### What you are asked to do
Rewrite all the records below as a JSON list of strings, one string per line. Skip blank lines and leave the pictures out.

### Task material
• • • • •

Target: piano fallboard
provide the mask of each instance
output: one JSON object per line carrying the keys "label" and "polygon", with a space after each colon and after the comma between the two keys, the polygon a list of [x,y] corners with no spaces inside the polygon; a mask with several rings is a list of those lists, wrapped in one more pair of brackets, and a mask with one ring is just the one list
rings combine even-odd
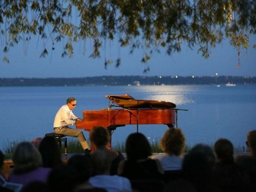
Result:
{"label": "piano fallboard", "polygon": [[90,131],[95,126],[111,126],[137,124],[175,124],[175,110],[110,109],[83,111],[83,120],[76,124],[76,129]]}

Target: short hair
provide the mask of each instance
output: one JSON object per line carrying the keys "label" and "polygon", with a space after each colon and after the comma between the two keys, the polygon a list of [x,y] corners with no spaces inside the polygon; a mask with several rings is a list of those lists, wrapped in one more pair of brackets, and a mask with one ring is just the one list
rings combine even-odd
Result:
{"label": "short hair", "polygon": [[75,98],[74,97],[69,97],[67,99],[67,104],[68,104],[68,103],[71,103],[72,101],[76,101],[76,99],[75,99]]}
{"label": "short hair", "polygon": [[43,167],[53,168],[62,164],[61,150],[54,137],[44,137],[38,149],[42,156]]}
{"label": "short hair", "polygon": [[185,136],[181,129],[171,128],[160,141],[161,149],[169,155],[181,155],[185,149]]}
{"label": "short hair", "polygon": [[108,131],[101,126],[93,127],[89,137],[91,142],[97,147],[107,145],[110,140]]}
{"label": "short hair", "polygon": [[228,139],[221,138],[214,144],[214,151],[218,159],[233,160],[234,148]]}
{"label": "short hair", "polygon": [[127,138],[125,151],[128,160],[137,161],[151,155],[151,148],[145,136],[140,133],[130,134]]}
{"label": "short hair", "polygon": [[42,166],[42,157],[36,148],[29,142],[20,143],[14,150],[12,156],[14,172],[21,174]]}
{"label": "short hair", "polygon": [[110,174],[111,158],[109,150],[97,150],[92,153],[91,158],[93,175]]}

• • • • •

### Complete response
[
  "Target: piano fallboard",
  "provide the mask of each instance",
  "output: one JSON object per line carrying the keys \"label\" and \"polygon\", with a space after each colon and after the comma between the two keys, the polygon a list of [x,y] corners with no spaces inside the polygon; a mask with several rings is a list of those lists, wrapped in one more pair of brackets, and a mask with one ring is just the one list",
  "rings combine even-odd",
  "Result:",
  "{\"label\": \"piano fallboard\", \"polygon\": [[90,131],[95,126],[111,126],[137,124],[175,124],[175,110],[110,109],[83,111],[83,120],[76,124],[76,129]]}",
  "Target: short hair",
  "provide the mask of each instance",
  "output: one JSON object per line carrying the keys \"label\" and \"polygon\", with a space after each colon and after the comma between the two keys, the polygon a list of [x,y] corners with no spaces inside the polygon; a mask with several rings is a list of those lists, wrapped in one more pair of brackets, and a mask with one ring is just the one list",
  "rings combine even-odd",
  "Result:",
  "{\"label\": \"short hair\", \"polygon\": [[75,98],[74,97],[69,97],[67,99],[67,104],[68,104],[68,103],[71,103],[72,101],[76,101],[76,99],[75,99]]}",
  "{\"label\": \"short hair\", \"polygon\": [[43,167],[53,168],[62,164],[61,150],[54,137],[44,137],[38,149],[42,156]]}",
  "{\"label\": \"short hair\", \"polygon\": [[185,136],[181,129],[171,128],[160,141],[161,149],[169,155],[181,155],[185,149]]}",
  "{\"label\": \"short hair\", \"polygon\": [[108,131],[101,126],[93,127],[89,137],[91,142],[97,147],[107,145],[110,140]]}",
  "{\"label\": \"short hair\", \"polygon\": [[228,139],[221,138],[214,144],[214,151],[218,159],[233,160],[234,148]]}",
  "{\"label\": \"short hair\", \"polygon\": [[127,138],[125,151],[128,160],[137,161],[151,155],[151,148],[145,136],[140,133],[130,134]]}",
  "{\"label\": \"short hair\", \"polygon\": [[42,166],[42,157],[36,148],[29,142],[20,143],[14,150],[12,156],[14,172],[21,174]]}",
  "{\"label\": \"short hair\", \"polygon\": [[110,174],[111,158],[109,150],[97,150],[92,153],[91,158],[93,175]]}"
]